- Exercise brief: What is the number of lines below that contain the string "fence"? Give it and nothing else.

(Data entries)
* * * * * * * * *
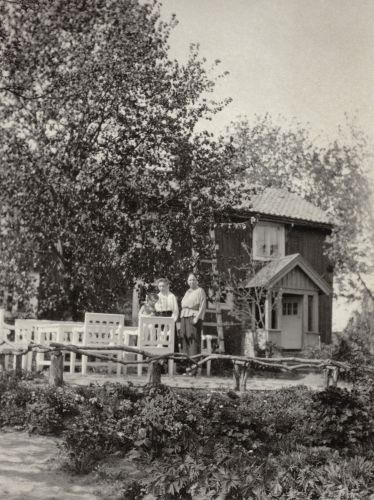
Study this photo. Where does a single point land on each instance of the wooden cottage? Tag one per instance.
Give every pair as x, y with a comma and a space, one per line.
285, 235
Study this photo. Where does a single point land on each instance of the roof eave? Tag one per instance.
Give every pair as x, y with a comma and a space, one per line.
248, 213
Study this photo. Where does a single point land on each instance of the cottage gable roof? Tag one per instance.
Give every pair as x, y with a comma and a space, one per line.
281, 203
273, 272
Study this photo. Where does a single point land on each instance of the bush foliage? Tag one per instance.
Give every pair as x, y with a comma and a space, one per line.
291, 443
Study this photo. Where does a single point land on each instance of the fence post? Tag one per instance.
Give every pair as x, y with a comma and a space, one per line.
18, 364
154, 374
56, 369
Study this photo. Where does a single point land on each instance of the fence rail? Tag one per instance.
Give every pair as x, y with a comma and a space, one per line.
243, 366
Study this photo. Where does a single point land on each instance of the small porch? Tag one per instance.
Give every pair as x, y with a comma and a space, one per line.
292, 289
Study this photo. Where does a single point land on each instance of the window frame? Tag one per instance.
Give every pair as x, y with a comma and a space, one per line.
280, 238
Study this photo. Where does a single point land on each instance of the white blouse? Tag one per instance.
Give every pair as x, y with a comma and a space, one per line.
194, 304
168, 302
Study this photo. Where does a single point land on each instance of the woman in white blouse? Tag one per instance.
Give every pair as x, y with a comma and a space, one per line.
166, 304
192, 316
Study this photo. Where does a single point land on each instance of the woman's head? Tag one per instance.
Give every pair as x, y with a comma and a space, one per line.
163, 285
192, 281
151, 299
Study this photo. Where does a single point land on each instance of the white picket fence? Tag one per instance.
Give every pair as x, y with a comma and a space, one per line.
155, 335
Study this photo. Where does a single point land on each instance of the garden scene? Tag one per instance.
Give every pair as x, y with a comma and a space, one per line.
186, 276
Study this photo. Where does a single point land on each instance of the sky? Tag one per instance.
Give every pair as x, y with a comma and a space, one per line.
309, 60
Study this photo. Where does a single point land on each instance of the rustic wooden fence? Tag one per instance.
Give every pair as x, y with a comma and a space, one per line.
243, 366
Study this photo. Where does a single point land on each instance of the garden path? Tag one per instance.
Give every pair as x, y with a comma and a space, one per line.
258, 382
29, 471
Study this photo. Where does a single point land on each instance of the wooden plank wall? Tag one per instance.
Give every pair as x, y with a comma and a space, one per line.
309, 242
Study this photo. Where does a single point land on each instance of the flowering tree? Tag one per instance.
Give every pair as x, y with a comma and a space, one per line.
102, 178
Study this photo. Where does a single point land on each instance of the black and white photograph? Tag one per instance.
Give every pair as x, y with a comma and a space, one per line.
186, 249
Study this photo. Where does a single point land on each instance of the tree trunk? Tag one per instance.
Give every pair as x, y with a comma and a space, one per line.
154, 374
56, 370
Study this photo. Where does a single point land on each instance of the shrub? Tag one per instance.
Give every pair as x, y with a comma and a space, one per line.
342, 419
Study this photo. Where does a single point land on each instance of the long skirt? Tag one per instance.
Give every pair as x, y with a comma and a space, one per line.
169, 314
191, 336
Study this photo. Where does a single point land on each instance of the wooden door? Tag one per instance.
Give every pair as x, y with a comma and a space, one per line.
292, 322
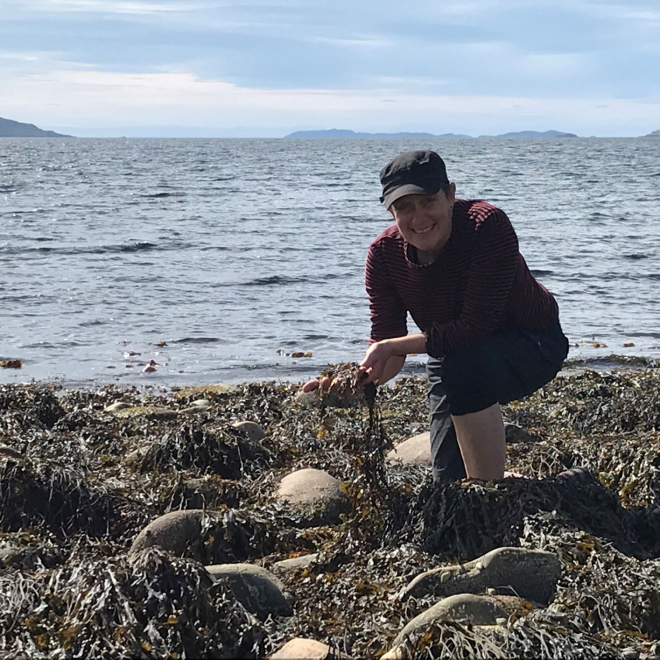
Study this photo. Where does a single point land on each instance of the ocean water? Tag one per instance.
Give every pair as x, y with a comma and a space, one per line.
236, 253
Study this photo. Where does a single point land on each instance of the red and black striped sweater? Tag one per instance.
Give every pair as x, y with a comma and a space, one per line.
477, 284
* * * * * * * * *
- Task output: 4